═════ Material supplied

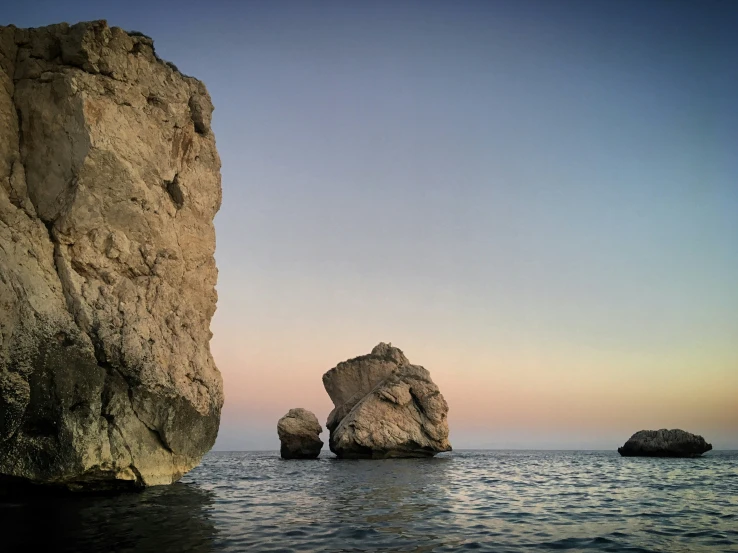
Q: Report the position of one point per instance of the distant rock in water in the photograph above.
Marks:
(298, 433)
(664, 443)
(109, 182)
(385, 407)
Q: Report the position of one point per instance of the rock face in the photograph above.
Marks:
(109, 182)
(298, 433)
(385, 407)
(664, 443)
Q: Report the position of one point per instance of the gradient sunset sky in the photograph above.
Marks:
(537, 201)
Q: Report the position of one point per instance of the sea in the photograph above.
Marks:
(501, 501)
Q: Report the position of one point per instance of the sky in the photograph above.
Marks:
(537, 201)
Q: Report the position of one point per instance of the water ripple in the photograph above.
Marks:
(469, 500)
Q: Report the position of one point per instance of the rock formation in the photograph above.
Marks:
(298, 433)
(385, 407)
(664, 443)
(109, 182)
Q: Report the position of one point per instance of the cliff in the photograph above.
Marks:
(109, 182)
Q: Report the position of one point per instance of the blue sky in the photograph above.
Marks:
(535, 200)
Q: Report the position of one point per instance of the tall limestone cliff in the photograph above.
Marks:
(109, 182)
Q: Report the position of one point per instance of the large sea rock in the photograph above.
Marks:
(109, 182)
(385, 407)
(664, 443)
(299, 432)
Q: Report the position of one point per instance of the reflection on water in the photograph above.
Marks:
(483, 500)
(171, 518)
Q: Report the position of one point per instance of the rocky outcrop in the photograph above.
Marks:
(664, 443)
(385, 407)
(109, 182)
(298, 434)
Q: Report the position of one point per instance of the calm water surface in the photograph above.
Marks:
(476, 500)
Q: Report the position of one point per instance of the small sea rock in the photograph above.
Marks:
(664, 443)
(298, 432)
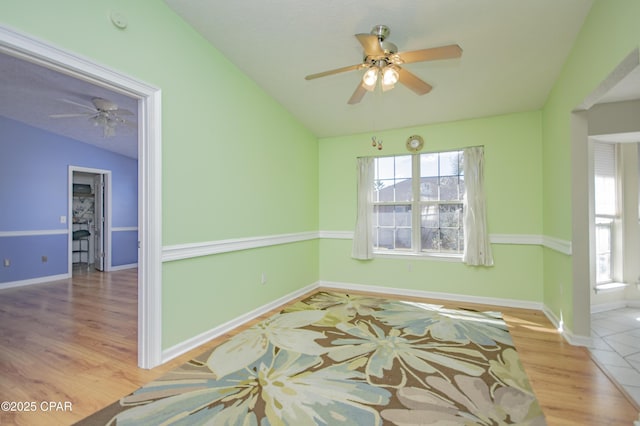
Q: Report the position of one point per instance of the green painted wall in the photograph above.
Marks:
(235, 163)
(609, 34)
(513, 179)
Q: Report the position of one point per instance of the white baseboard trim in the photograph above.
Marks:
(620, 304)
(124, 228)
(33, 281)
(192, 343)
(122, 267)
(603, 307)
(202, 338)
(572, 339)
(511, 303)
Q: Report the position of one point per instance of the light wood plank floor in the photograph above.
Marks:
(74, 341)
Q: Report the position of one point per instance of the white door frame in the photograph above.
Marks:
(107, 213)
(582, 198)
(149, 172)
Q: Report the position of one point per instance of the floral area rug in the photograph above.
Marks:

══════════

Copy out the stretch from the line containing "frame in the photograph above." through the end of the entries, requests included, and add 142 to every number in the point coordinates.

Q: Report the position of one point per instance of the white door frame in the photograph above.
Marks:
(249, 355)
(724, 340)
(291, 314)
Q: Report the position of one point per instance of the floral area rug in the photograph above.
Marks:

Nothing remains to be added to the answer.